=== Task requirements ===
Show each line of the listing below that contains the string "pelican", copying the lines as they appear.

=== Recorded information ===
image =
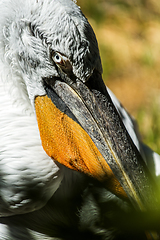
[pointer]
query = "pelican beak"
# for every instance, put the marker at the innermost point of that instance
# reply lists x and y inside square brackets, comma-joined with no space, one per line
[81,129]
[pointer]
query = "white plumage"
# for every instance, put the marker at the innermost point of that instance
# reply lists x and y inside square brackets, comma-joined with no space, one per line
[31,207]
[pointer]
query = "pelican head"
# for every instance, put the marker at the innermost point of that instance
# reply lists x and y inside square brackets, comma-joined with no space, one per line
[49,55]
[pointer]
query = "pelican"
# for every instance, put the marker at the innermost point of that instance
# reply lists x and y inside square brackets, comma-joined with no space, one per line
[71,163]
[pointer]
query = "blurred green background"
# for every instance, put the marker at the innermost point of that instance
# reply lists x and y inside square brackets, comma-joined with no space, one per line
[128,33]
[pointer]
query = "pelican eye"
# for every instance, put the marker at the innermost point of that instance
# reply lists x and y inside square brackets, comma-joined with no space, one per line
[58,58]
[62,61]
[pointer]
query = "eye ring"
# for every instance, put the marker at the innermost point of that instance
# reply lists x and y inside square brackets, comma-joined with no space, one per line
[62,61]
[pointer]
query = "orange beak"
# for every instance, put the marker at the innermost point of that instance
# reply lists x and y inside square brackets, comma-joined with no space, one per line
[81,129]
[67,142]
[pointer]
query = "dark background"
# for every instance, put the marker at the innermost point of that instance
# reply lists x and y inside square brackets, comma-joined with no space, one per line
[128,33]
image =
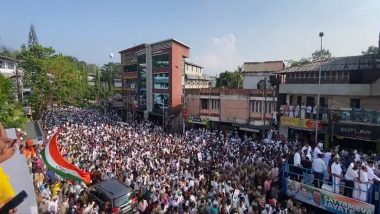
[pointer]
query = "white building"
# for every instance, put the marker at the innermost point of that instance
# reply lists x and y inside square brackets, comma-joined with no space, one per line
[9,69]
[194,77]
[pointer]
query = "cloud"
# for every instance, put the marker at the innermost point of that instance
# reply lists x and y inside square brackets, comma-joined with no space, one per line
[219,54]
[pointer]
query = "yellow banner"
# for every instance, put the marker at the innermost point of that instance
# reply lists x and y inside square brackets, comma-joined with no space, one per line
[300,123]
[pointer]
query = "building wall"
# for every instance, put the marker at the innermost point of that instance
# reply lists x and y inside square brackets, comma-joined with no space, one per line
[339,102]
[234,108]
[179,52]
[250,80]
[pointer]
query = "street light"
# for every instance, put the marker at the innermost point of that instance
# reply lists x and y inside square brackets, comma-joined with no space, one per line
[319,90]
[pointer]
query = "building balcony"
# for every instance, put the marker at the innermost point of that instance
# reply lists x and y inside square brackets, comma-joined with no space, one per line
[356,116]
[331,89]
[305,123]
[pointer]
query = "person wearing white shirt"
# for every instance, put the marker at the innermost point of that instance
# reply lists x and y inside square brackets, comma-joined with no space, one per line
[350,176]
[364,183]
[307,148]
[315,112]
[308,111]
[303,109]
[297,163]
[371,177]
[319,167]
[316,151]
[336,172]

=== Output of the task ===
query = "pelican beak"
query = "pelican head"
query = "pelican"
query = "pelican eye"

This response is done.